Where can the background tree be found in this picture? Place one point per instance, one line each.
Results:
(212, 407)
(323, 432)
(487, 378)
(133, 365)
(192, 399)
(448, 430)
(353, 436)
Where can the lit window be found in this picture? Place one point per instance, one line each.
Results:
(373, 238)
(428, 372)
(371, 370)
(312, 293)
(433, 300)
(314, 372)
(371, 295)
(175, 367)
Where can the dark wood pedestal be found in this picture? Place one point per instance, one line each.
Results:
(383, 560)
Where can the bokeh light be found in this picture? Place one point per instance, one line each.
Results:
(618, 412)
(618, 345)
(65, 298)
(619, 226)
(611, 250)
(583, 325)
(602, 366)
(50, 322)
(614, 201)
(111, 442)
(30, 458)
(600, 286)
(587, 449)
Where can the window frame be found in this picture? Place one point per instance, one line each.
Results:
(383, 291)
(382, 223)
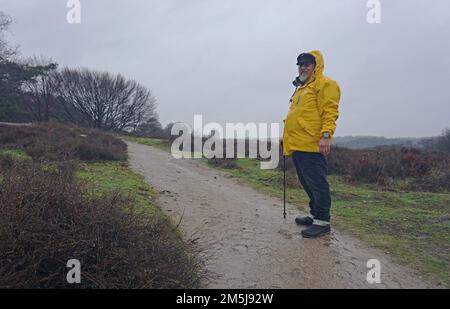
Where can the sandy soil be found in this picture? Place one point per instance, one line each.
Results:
(244, 239)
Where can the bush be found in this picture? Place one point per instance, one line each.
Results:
(45, 220)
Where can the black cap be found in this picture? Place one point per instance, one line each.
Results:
(306, 58)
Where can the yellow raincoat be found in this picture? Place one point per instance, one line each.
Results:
(313, 111)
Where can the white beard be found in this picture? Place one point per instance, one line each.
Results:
(303, 77)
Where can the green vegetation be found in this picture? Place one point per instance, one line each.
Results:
(106, 178)
(68, 193)
(413, 227)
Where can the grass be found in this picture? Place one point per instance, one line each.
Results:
(412, 227)
(15, 154)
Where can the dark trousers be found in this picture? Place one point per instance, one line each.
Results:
(312, 172)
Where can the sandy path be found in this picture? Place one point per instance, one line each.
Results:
(246, 242)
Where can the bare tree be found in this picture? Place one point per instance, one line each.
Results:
(6, 51)
(40, 91)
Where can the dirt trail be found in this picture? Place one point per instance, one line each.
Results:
(246, 242)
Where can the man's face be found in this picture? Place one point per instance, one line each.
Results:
(305, 70)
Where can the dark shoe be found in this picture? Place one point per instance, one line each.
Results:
(304, 220)
(316, 231)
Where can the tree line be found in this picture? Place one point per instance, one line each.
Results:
(35, 89)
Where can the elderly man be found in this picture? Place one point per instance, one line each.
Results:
(308, 132)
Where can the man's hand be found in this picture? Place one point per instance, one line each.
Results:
(324, 146)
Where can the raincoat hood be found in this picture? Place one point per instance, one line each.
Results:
(313, 111)
(318, 71)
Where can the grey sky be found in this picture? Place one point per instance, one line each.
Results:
(233, 61)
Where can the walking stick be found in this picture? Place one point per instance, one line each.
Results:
(284, 186)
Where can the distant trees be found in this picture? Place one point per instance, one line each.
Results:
(103, 100)
(35, 90)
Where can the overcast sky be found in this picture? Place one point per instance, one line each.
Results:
(234, 61)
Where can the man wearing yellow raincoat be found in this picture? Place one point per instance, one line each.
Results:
(308, 132)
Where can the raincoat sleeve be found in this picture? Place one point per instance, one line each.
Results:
(328, 103)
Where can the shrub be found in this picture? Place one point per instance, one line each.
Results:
(56, 142)
(45, 220)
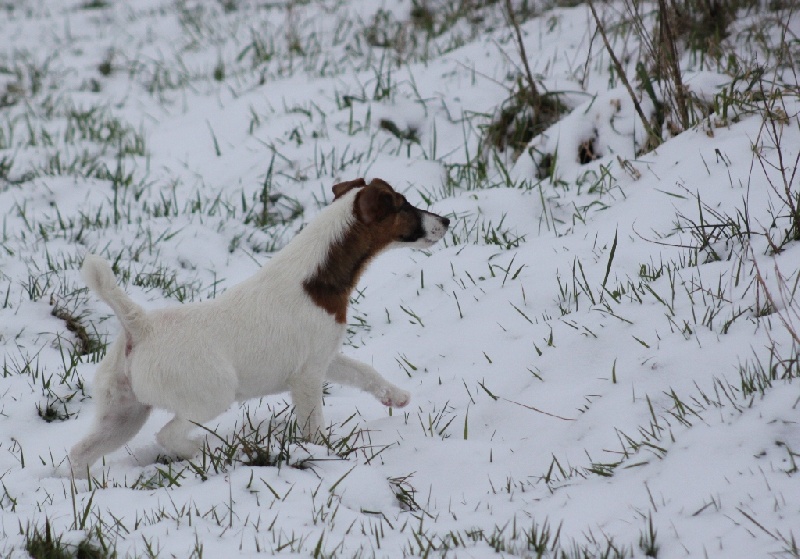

• • • • • • •

What you will do:
The records above should be written out exactly, and the images dropped.

Exercise solution:
Where can the background tree be found in this picture? Place one point per instance, one line each.
Results:
(212, 407)
(323, 432)
(487, 378)
(133, 365)
(192, 399)
(448, 430)
(353, 436)
Where can the lit window be found in this picture? Place one point per instance, one line each.
Results:
(373, 238)
(428, 372)
(371, 370)
(312, 293)
(433, 300)
(314, 372)
(371, 295)
(175, 367)
Where can the dark wood pedestal be found in this picture? Place one point per instance, one line each.
Results:
(383, 560)
Where can the bokeh light be found in this picture? Place one point per instance, one line each.
Results:
(618, 412)
(618, 345)
(65, 298)
(619, 226)
(611, 250)
(583, 325)
(602, 366)
(50, 322)
(614, 201)
(111, 442)
(30, 458)
(600, 286)
(587, 449)
Where can the window frame be found in this picture? Place one point per instance, one line each.
Results:
(383, 291)
(382, 223)
Where can the sandy soil be found in this picture? Place one point per instance, one line each.
Results:
(244, 239)
Where can the bush be found in this picture? Place one point per instance, one line each.
Results:
(45, 220)
Where can the black cap be found in this picture? Place one point per instance, one line each.
Results:
(306, 58)
Where can the yellow raincoat be found in this picture? Place one point per instance, one line each.
Results:
(313, 111)
Where can the white beard be found in this picture? Place one point per instance, one line each.
Results:
(303, 77)
Where can the green vegetation be found in this picture? Place one point per instance, one line each.
Results:
(106, 178)
(68, 193)
(413, 227)
Where can the grass be found in this picture? Place one point per instance, one line each.
Results:
(412, 227)
(15, 154)
Where can the dark trousers be found in this picture? Place one point per instance, one line each.
Results:
(312, 172)
Where can the sandy path be found in this picture? Place one point per instance, one line each.
Results:
(246, 242)
Where can the bare tree be found in this picture? Place one point per instance, one line each.
Results:
(6, 51)
(40, 91)
Where can the dirt trail be found in this picture? Place one point per instance, one line each.
Results:
(246, 242)
Where can the man's face be found in this picture? Place one point per instance, one line each.
Results:
(305, 70)
Where can the dark shoe be found in this picture? Place one point per instance, one line each.
Results:
(304, 220)
(316, 231)
Where can the tree line be found in this picture? Place one point per instance, one line each.
Results:
(35, 89)
Where can the elderly man be found in this picture? Place one point per instance, one line each.
Results:
(308, 132)
Where can the man's hand be found in this picture? Place one point per instance, one line each.
Results:
(324, 146)
Where can the raincoat hood be found in this picture? Place one point per instance, one line each.
Results:
(313, 111)
(318, 71)
Where can the grey sky be found in this picture? Place one point per instance, one line each.
Results:
(233, 61)
Where can the walking stick be found in this picture? Place one point per instance, one line each.
Results:
(284, 186)
Where can the distant trees be found in this picture? Place one point per instance, one line each.
Results:
(103, 100)
(35, 90)
Where can the overcast sky be found in this picture? Place one point per instance, one line each.
Results:
(234, 61)
Where can the man wearing yellow raincoat be found in this picture? Place one point per instance, one line each.
Results:
(308, 132)
Where can the raincoat sleeve be found in this picture? Place one point per instance, one line each.
Results:
(328, 103)
Where can the shrub be found in this picture? Place one point per instance, one line each.
Results:
(56, 142)
(45, 220)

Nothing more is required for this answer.